◆ Extracto
* * * * *

A comienzos de este año 2020 tuve la oportunidad de conocer la ciudad de Olta, en el centro oriental de la provincia de La Rioja, cabecera del Departamento General Belgrano, a 170 kilómetros de la capital riojana y sobre la Ruta 79. Está emplazada en una gran depresión u hoyo que sería el lecho de un volcán extinguido, en medio de un clima árido con escasas lluvias en verano. Pero curiosamente se la llama “El Oasis de los Llanos Riojanos”, porque posee un microclima que explica su gran vegetación debido al agua que se precipita por las nubes que llegan con el viento del este y chocan contra el cerro. También la rodean vertientes que traen agua de deshielo de la Cordillera.
Esta privilegio natural en la región fue aprovechada por la mano del hombre, quien generó una intensa actividad agrícola: en el año 1986, en la Colonia del Cisco, se producía ají para conserva de la variedad sweet banana, largo y dulce, para pickles; pimiento de calahorra, el que se usa para las pizzas; berenjena para escabeche y cebolla. También hortalizas para abastecer a Olta, empleándose a mucha gente.
Pero con los años las verduras fueron perdiendo precio hasta llegar a un punto que no valía la pena sembrarlas, las semillas se volvieron caras y finalmente se fue perdiendo la cultura del trabajo al perder poder adquisitivo, el salario. Primero se perdió la mano de obra especializada y luego, la común. Aparecieron los planes sociales y ya nadie prefería trabajar. Sumemos a esto la falta de servicios y los caminos intransitables.

* * * * *

◆ Datos proporcionados
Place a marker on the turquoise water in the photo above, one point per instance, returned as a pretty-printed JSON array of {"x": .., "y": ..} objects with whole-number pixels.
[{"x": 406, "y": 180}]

* * * * *

◆ Tarea a realizar
Prosigue el extracto sobre Olta y su actividad agrícola a partir de su última oración.

◆ Respuesta
Hoy esa gente que era operaria y tuvo que migrar a la ciudad, halla la dificultad de que un kilo de carne le cuesta 400 pesos, cuando en el campo podía criar sus cabritos, sus gallinas y sus chanchos y tener sus vaquitas. Y además, actualmente el precio de las verduras y hortalizas ha recobrado valor al haber menor producción. El Estado está mejorando los caminos y los servicios en las áreas rurales para que la gente regrese a vivir y a trabajar donde sólo en quince minutos, en una moto, por ejemplo, puede llegarse a la ciudad.
Olta está a unos 500 metros de altitud en medio de cerros que pueden alcanzar los 1500 metros. Los pobladores solían llevar sus vaquitas a cierta altura donde crece muy buena pastura, pero debían cuidar a los terneros de la rapiña de los cóndores y además, si los dejaban mucho tiempo allí, se les volvían cimarrones.
Dicen que: “¡Quien bebe el agua de Olta, no se va más!”. Es una ciudad muy bella con mucho potencial turístico y un gran atractivo histórico. Se puede visitar el monolito donde fue ejecutado su gran caudillo, el “Chacho” Peñaloza.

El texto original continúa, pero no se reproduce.